**Exercise brief**
In full and unaltered, output the records below.

**Data records**
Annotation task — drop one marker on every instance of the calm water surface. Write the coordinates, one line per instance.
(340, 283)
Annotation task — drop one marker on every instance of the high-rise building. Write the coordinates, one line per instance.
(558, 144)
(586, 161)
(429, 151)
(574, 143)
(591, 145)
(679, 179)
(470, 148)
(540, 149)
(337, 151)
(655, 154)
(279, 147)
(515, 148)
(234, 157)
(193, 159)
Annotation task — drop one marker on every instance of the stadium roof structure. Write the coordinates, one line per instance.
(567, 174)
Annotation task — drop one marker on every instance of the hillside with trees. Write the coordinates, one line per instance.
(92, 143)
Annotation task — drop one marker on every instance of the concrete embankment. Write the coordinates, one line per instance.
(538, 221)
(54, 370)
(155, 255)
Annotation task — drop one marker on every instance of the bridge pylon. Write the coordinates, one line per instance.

**Answer space**
Annotation task — drop one marker on every instance of the calm water surface. Write the coordinates, one line per instance.
(340, 283)
Annotation task — drop one marker on every instance of the high-rise building. Write the coordinates, one line per instance.
(558, 144)
(586, 161)
(429, 151)
(574, 143)
(591, 145)
(679, 179)
(470, 148)
(540, 149)
(337, 151)
(655, 154)
(279, 147)
(515, 148)
(234, 157)
(193, 159)
Annotation task — drop one marker on every instance of the stadium roof structure. Write the coordinates, one line per instance.
(567, 174)
Annotation task — drop one marker on every instance of the hillside with trees. Write the coordinates, one line per instance.
(92, 143)
Annotation task — drop one marker on every instance of the concrete embankment. Write the coordinates, one line per instance.
(538, 221)
(54, 370)
(155, 255)
Annotation task — drop one marker on every instance of the bridge pylon. Write the coordinates, one line per instance.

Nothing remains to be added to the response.